* **COMPITI DELL'ESERCIZIO**:
A. Ricopia dall'articolo su Souad Sbai il passo compreso tra "di Simona Bertuzzi" e "il terrorista islamico.", estremi inclusi.
B. Elenca ogni riga delle voci in cui compare la stringa "tram", tenendo conto di maiuscole e minuscole.

* **TESTO DA LEGGERE**:

***

Souad Sbai, perché le donne italiane non devono sposare i musulmani

di Simona Bertuzzi – – liberoquotidiano.it

Non riconosceva più il suo ragazzo la madre del terrorista di Londra. Lo vedeva trafficare sul suo computer in segreto, studiare cose strane. Lei bolognese in fuga da nozze sbagliate con un marocchino sbagliato. Il divorzio, il ritorno in Italia e quel figlio che non voleva fare il bancario ma il terrorista islamico.

***

* **DATI DEL COMPITO**:
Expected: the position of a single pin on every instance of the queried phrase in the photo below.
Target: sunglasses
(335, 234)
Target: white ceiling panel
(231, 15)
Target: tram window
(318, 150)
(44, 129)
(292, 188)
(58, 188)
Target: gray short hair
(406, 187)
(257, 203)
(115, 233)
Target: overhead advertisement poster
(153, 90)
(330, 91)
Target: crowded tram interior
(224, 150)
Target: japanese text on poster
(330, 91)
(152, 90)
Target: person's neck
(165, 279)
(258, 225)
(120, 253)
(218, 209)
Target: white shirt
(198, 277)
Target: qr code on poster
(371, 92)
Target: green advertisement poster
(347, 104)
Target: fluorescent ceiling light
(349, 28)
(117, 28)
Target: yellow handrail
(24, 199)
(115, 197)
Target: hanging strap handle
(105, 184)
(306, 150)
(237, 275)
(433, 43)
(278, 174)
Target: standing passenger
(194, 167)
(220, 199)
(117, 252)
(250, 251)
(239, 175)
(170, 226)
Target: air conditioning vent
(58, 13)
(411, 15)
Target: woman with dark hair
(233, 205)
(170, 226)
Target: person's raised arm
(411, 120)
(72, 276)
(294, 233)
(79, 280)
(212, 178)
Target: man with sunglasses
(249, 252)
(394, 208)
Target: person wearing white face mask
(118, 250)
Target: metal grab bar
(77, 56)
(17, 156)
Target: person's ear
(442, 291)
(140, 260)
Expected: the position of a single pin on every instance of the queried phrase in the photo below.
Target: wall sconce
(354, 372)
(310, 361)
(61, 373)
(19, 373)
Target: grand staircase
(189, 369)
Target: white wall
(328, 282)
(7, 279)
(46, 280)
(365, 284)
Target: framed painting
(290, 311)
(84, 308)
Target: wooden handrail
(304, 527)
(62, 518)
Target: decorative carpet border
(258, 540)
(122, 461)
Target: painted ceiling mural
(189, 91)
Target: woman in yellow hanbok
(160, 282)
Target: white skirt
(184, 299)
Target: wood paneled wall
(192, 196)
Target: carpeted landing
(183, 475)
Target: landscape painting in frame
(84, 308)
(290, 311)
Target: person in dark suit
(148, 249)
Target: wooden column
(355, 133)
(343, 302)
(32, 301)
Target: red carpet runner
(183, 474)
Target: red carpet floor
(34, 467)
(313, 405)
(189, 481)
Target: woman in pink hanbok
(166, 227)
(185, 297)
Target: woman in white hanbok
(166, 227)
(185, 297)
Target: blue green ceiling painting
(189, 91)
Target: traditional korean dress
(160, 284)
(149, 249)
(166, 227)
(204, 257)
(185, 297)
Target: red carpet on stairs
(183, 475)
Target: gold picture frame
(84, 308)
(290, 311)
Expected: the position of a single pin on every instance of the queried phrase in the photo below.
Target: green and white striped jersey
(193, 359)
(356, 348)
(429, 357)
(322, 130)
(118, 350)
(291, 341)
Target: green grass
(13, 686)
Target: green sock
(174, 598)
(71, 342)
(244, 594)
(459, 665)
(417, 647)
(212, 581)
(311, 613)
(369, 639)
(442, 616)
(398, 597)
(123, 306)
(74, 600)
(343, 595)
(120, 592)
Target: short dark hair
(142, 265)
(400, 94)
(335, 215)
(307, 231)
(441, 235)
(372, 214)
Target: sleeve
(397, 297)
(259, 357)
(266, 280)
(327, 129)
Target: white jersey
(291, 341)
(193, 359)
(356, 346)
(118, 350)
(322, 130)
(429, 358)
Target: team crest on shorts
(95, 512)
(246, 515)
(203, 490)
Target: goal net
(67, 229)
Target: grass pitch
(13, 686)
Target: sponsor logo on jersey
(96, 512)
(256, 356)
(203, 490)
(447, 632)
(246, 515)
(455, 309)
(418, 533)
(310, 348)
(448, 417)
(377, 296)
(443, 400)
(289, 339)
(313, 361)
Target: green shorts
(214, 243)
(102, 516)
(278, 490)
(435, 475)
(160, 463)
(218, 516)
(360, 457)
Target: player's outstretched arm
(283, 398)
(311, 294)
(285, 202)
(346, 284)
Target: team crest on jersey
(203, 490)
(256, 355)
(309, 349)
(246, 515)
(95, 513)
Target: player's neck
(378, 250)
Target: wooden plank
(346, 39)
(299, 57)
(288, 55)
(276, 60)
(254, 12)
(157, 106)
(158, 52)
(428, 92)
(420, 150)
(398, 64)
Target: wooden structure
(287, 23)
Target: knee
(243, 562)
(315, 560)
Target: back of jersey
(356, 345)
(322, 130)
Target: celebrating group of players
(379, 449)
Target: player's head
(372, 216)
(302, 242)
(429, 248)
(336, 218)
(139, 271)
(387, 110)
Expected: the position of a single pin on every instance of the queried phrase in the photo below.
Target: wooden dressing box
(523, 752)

***

* **ELENCO DELLE SOLUZIONI**:
A.
di Simona Bertuzzi – – liberoquotidiano.it

Non riconosceva più il suo ragazzo la madre del terrorista di Londra. Lo vedeva trafficare sul suo computer in segreto, studiare cose strane. Lei bolognese in fuga da nozze sbagliate con un marocchino sbagliato. Il divorzio, il ritorno in Italia e quel figlio che non voleva fare il bancario ma il terrorista islamico.

B.
Target: tram window
Target: crowded tram interior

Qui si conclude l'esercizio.